**Written problem:** Convert the lines below into a JSON list of strings, with one string for each line and blank lines omitted.

☆ ☆ ☆ ☆ ☆ ☆ ☆

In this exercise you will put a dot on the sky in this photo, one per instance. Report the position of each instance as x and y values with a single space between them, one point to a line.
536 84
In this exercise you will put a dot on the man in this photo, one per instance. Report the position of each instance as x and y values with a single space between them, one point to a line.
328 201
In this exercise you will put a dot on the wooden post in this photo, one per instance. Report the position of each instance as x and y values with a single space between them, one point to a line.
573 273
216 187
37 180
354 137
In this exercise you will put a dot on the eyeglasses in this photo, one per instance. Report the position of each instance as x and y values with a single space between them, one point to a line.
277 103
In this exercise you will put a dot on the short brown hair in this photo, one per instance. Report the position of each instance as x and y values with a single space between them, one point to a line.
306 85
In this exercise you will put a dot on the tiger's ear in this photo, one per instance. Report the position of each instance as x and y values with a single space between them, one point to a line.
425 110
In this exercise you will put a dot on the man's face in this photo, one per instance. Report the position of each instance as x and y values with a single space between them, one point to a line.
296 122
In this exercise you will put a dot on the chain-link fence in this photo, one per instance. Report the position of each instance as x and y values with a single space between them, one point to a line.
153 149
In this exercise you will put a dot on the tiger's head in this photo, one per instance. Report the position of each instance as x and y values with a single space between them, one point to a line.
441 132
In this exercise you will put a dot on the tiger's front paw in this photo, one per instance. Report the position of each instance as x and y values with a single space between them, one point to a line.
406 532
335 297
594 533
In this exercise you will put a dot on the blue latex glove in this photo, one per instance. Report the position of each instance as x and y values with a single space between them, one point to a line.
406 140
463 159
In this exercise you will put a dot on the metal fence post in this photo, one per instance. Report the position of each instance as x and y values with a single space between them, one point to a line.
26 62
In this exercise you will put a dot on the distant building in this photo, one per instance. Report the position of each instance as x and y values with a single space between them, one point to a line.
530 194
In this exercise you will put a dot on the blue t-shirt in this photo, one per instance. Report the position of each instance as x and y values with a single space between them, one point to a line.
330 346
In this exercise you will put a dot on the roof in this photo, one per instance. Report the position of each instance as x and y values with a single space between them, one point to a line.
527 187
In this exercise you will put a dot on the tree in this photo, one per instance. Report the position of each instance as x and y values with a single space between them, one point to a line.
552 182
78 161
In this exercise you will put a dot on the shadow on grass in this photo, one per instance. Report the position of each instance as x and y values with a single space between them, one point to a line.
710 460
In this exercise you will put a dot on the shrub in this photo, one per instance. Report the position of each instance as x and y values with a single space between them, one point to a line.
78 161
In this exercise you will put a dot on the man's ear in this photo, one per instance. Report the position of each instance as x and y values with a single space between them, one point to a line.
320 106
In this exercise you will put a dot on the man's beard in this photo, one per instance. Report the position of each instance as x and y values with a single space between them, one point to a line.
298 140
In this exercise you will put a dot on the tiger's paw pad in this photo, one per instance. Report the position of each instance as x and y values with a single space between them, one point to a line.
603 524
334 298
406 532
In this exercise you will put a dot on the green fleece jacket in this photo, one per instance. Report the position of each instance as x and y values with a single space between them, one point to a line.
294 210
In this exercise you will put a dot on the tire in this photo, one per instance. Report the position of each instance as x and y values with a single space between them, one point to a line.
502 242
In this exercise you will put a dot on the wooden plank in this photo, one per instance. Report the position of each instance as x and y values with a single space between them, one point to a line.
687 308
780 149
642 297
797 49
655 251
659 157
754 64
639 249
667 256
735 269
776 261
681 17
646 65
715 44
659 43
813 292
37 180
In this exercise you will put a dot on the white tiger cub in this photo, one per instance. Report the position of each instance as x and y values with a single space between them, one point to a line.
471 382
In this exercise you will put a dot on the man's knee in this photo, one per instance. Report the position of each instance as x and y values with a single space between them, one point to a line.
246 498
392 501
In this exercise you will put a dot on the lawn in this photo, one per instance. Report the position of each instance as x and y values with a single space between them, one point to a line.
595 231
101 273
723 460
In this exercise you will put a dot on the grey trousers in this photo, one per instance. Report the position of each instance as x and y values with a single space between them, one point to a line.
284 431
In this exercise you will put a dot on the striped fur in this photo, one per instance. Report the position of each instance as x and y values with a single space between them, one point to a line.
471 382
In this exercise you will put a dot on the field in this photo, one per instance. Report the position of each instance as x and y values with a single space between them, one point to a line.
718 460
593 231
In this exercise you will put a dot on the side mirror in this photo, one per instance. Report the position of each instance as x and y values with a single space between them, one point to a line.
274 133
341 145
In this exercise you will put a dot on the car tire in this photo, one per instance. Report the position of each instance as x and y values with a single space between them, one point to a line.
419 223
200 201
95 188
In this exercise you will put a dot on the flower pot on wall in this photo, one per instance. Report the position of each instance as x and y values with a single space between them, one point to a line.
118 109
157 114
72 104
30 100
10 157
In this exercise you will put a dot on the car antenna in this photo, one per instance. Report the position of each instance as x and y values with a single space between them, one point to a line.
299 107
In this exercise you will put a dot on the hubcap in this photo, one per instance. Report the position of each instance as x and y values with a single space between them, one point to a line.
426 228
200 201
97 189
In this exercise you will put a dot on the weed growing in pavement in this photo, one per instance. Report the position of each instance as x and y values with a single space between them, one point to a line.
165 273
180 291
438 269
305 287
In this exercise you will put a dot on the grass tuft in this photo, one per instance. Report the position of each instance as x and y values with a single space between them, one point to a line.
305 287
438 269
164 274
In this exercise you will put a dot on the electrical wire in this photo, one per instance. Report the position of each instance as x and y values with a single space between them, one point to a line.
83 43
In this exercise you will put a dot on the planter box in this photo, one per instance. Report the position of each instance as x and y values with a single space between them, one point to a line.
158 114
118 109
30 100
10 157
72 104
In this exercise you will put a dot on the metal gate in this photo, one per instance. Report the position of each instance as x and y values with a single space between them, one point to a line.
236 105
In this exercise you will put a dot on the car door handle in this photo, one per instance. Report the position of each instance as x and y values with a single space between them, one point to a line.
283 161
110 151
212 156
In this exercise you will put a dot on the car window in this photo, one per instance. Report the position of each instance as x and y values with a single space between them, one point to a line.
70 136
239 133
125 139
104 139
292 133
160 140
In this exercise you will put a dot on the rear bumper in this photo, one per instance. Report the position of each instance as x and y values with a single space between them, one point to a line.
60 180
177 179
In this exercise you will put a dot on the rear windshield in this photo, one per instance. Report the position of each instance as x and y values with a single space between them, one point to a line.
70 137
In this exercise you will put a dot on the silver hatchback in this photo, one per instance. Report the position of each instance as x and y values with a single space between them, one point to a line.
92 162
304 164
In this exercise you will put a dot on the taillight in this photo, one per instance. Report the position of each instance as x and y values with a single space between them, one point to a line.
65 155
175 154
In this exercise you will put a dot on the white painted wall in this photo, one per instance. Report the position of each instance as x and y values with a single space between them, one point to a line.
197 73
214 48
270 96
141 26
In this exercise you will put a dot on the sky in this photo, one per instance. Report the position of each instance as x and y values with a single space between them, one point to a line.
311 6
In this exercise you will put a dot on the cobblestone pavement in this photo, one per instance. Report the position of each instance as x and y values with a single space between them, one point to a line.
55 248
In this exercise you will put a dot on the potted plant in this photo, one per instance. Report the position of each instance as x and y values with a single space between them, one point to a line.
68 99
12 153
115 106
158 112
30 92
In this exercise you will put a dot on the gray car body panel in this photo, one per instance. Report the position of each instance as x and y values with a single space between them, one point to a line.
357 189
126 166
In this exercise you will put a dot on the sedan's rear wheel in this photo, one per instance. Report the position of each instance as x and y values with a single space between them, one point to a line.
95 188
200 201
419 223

☆ ☆ ☆ ☆ ☆ ☆ ☆

**Answer:**
[
  "In this exercise you will put a dot on the sky in this photo, one per instance. Report the position of each instance as x and y values with a single space between them, one point to a line.",
  "536 84",
  "In this exercise you will put a dot on the man in this photo, one per instance. Report the position of each instance as x and y values with a single space between them, one point to a line.",
  "328 201",
  "In this exercise you will put a dot on the wooden post in this photo, one per instance. Report the position of each instance as x and y values with a single space between them, one point to a line.",
  "573 273",
  "216 187",
  "37 180",
  "354 137",
  "In this exercise you will put a dot on the eyeglasses in this photo, one per instance. Report the position of each instance as x and y values with a single space between them, one point to a line.",
  "277 103",
  "In this exercise you will put a dot on the short brown hair in this photo, one per instance. Report the position of each instance as x and y values with a single space between them, one point to a line.",
  "306 85",
  "In this exercise you will put a dot on the tiger's ear in this photo, one per instance. Report the position of each instance as x and y values with a single space between them, one point to a line.",
  "425 110",
  "In this exercise you will put a dot on the man's face in this photo, one per instance. Report the position of each instance as x and y values with a single space between them, one point to a line.",
  "296 122",
  "In this exercise you will put a dot on the chain-link fence in this photo, one per instance. Report the position of each instance as x and y values with a single space between them, one point to a line.",
  "153 149",
  "In this exercise you will put a dot on the tiger's head in this photo, one per instance. Report the position of each instance as x and y values with a single space between them, one point to a line.",
  "441 132",
  "In this exercise you will put a dot on the tiger's front paw in this photo, one per instance. Report the position of each instance as x and y values with a single space between them, one point to a line.",
  "406 532",
  "335 297",
  "594 533",
  "In this exercise you will put a dot on the blue latex glove in this photo, one per instance. Report the position of each instance as x and y values with a single space between them, one point to a line.",
  "406 140",
  "463 159",
  "In this exercise you will put a dot on the metal fence post in this photo, one per instance. Report the position of each instance as x and y values with a single space between them, one point to a line.",
  "26 62",
  "In this exercise you will put a dot on the distant building in this photo, one per instance. Report the position of each instance as x and y values with a single space between them, one point to a line.",
  "530 194",
  "In this exercise you will put a dot on the blue t-shirt in this photo, one per instance. Report the position of each instance as x and y values with a single space between them, one point to a line.",
  "330 346",
  "In this exercise you will put a dot on the roof in this photo, one per instance. Report the position of each instance as x and y values with a single space between them, one point to a line.",
  "527 187",
  "In this exercise you will put a dot on the tree in this photo, one per instance. Report the position of each instance as x and y values with a single space between them, one point to a line.",
  "552 182",
  "78 161",
  "In this exercise you will put a dot on the shadow on grass in this photo, one per instance. Report the position of each instance as x and y values with a single space between them, one point to a line.",
  "710 460",
  "In this exercise you will put a dot on the shrub in this photo, one per instance. Report the position of each instance as x and y values with a single space between them, one point to a line.",
  "78 161",
  "In this exercise you will put a dot on the man's ear in this photo, one per instance. Report the position of each instance as x and y values with a single space between them, one point to a line.",
  "320 106",
  "In this exercise you will put a dot on the man's beard in this photo, one per instance. Report the position of each instance as x and y values with a single space between them, one point to a line.",
  "298 140",
  "In this exercise you will put a dot on the tiger's paw pad in this photo, one per instance. Report the position of each instance as x and y values with a single space between them, one point to a line.",
  "603 524",
  "334 298",
  "406 532",
  "In this exercise you will put a dot on the green fleece jacket in this photo, one per instance. Report the position of each instance as x and y values with a single space between them, one point to a line.",
  "294 210",
  "In this exercise you will put a dot on the tire in this photo, one per instance. Report the position of each instance as x and y values with a single space between them, one point to a line.",
  "502 242",
  "In this exercise you will put a dot on the wooden plank in this photo, one per instance. Report the position of each instance as x and y values with a single space between them, one point to a line.",
  "687 308",
  "780 149",
  "642 297",
  "797 49",
  "655 251",
  "659 157",
  "754 64",
  "639 249",
  "667 256",
  "735 269",
  "776 261",
  "681 17",
  "646 65",
  "715 44",
  "659 43",
  "813 292",
  "37 180",
  "In this exercise you will put a dot on the white tiger cub in this photo, one per instance. Report the position of each instance as x and y values with a single space between them, one point to a line.",
  "471 382",
  "In this exercise you will put a dot on the man's knee in this photo, one per instance. Report the position of each instance as x and y values with a single space between them, one point to a line.",
  "246 498",
  "392 501",
  "In this exercise you will put a dot on the lawn in this photo, one per instance. Report the position of each instance as x and y values with a single space between them, one point to a line.",
  "595 231",
  "101 273",
  "723 460",
  "In this exercise you will put a dot on the grey trousers in this photo, one per instance. Report the position of each instance as x and y values with a single space between them, one point to a line.",
  "284 431",
  "In this exercise you will put a dot on the striped fur in this photo, one per instance. Report the position of each instance as x and y values with a single space between them, one point to a line.",
  "471 382",
  "In this exercise you will put a dot on the field in this photo, one per instance. Report the position of each instance as x and y values with a single space between them, one point to a line.",
  "718 460",
  "593 231",
  "In this exercise you will put a dot on the side mirror in this photo, one per instance. Report the position of each instance as x and y values with a single space between them, one point to a line.",
  "274 133",
  "341 145",
  "In this exercise you will put a dot on the car tire in this photo, one per instance. Report the position of each instance as x and y values with a single space between them, one point to a line.",
  "419 223",
  "200 201",
  "95 188",
  "In this exercise you will put a dot on the flower pot on wall in this photo, one per instance. Report the position of each instance as x and y values with a single space between them, one point to a line.",
  "118 109",
  "157 114",
  "72 104",
  "30 100",
  "10 157",
  "In this exercise you will put a dot on the car antenna in this photo, one per instance. Report the position of each instance as x and y values with a single space between them, one point to a line.",
  "299 107",
  "In this exercise you will put a dot on the hubcap in this photo, one per instance. Report the position of each instance as x and y values with a single space between them, one point to a line.",
  "426 228",
  "200 201",
  "97 189",
  "In this exercise you will put a dot on the weed growing in pavement in this photo, one per instance. Report the position of each instance as x and y values with a single space between them, one point to a line.",
  "165 273",
  "180 291",
  "438 269",
  "305 287",
  "In this exercise you will put a dot on the grass tuft in this photo, one per instance. Report the position of each instance as x and y values with a single space between them, one point to a line.",
  "305 287",
  "438 269",
  "164 274",
  "In this exercise you will put a dot on the electrical wire in this photo, one per instance. Report the position of each instance as x and y values with a single space between them, one point to a line.",
  "83 43",
  "In this exercise you will put a dot on the planter box in this photo, one per instance. Report the position of each instance as x and y values with a single space between them, one point to a line.",
  "158 114",
  "118 109",
  "30 100",
  "10 157",
  "72 104",
  "In this exercise you will put a dot on the metal gate in this photo, one per instance. Report the position of each instance as x and y values with a single space between them, one point to a line.",
  "236 105",
  "In this exercise you will put a dot on the car door handle in this photo, one per instance. Report the position of each instance as x and y values with a single space between them, one point to a line.",
  "283 161",
  "110 151",
  "212 156",
  "In this exercise you will put a dot on the car window in this photo, one per instance. Report the position of each instance as x and y values with a single space between them, one point to a line.",
  "70 136",
  "239 133",
  "125 139",
  "104 139",
  "292 133",
  "160 140",
  "In this exercise you will put a dot on the rear bumper in this photo, one per instance. Report the position of each instance as x and y values with a single space between them, one point to a line.",
  "60 180",
  "177 179",
  "In this exercise you will put a dot on the rear windshield in this photo, one per instance. Report the position of each instance as x and y values with a single space between them, one point to a line.",
  "70 137",
  "In this exercise you will put a dot on the silver hatchback in this photo, one per instance. Report the position of each instance as x and y values with a single space between them, one point to a line.",
  "92 162",
  "304 164",
  "In this exercise you will put a dot on the taillight in this photo, one per instance. Report the position of each instance as x and y values with a single space between them, one point to a line.",
  "65 155",
  "175 154",
  "In this exercise you will put a dot on the white painted wall in this photo, one per instance. Report the position of each instance as x and y values with a single space between them, one point to a line.",
  "197 73",
  "214 48",
  "270 96",
  "141 26",
  "In this exercise you will put a dot on the sky in this photo, one per instance. Report the position of each instance as x and y values with a single space between them, one point to a line.",
  "311 6",
  "In this exercise you will put a dot on the cobblestone pavement in this photo, one per instance. Report the position of each instance as x and y values with a single space between them, one point to a line.",
  "55 248",
  "In this exercise you will put a dot on the potted plant in this photo, one per instance. Report the position of each instance as x and y values with a single space between them, one point to a line.",
  "68 99",
  "12 153",
  "115 106",
  "158 112",
  "30 92",
  "In this exercise you will put a dot on the gray car body panel in this photo, one per instance. Report the position of each instance as x and y values with a single space between them, one point to a line.",
  "357 189",
  "126 166",
  "In this exercise you will put a dot on the sedan's rear wheel in this photo, one per instance. Report the position of each instance as x and y values with a single space between them, one point to a line.",
  "95 188",
  "200 201",
  "419 223"
]